■ **Task instructions**: Produce an exact copy of the lines from the line containing "Expected: one point per instance of the tree" through the last line of the entries below, and only those lines.

■ **Given records**:
=== Section Start ===

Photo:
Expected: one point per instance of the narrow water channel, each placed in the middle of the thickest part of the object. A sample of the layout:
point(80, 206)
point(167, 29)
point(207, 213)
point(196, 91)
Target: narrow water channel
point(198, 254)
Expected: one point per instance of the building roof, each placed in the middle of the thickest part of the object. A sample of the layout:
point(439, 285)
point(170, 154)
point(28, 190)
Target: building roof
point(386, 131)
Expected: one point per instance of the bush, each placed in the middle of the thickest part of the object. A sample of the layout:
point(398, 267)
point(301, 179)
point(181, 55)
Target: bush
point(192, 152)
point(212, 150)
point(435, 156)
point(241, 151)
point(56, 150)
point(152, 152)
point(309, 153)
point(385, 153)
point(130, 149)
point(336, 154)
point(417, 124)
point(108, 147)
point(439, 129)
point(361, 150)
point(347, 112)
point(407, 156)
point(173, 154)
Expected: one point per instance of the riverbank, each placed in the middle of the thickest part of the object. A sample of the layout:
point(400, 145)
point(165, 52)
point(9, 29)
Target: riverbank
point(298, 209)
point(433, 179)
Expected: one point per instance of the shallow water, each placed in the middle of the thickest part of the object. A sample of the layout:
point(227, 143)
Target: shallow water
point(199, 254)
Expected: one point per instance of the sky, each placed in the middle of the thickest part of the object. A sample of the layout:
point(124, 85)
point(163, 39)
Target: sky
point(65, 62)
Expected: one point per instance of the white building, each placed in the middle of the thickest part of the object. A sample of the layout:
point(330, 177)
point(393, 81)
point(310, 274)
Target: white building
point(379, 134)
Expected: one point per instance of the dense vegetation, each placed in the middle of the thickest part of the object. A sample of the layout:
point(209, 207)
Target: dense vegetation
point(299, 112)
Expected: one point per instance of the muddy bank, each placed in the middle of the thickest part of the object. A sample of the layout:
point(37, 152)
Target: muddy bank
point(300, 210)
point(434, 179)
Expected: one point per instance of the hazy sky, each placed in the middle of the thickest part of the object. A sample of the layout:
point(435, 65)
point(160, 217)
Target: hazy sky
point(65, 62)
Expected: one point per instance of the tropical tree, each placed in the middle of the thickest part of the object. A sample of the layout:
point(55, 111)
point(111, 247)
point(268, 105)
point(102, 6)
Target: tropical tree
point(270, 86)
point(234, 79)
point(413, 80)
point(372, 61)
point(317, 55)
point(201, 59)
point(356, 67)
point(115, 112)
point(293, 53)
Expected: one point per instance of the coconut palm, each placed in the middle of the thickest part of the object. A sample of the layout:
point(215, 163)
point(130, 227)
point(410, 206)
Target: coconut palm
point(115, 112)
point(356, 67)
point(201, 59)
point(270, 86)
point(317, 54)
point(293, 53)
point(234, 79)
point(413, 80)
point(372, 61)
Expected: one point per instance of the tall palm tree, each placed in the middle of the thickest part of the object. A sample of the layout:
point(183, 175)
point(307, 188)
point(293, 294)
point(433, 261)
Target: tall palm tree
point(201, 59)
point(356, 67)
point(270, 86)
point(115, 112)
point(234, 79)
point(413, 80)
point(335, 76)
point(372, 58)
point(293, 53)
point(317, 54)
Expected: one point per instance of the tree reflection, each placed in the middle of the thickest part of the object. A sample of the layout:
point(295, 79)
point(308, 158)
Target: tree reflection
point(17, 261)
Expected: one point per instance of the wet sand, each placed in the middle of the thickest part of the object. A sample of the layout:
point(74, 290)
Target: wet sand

=== Section End ===

■ **Written reply**:
Expected: one point per instance of the tree reflection, each placed in the middle of the thickest part of the object. A sample of the layout:
point(295, 79)
point(308, 158)
Target: tree reflection
point(17, 261)
Expected: one point per instance of the wet sand, each placed in the middle of the thickest part of the object. A sample of the layout:
point(74, 290)
Target: wet sand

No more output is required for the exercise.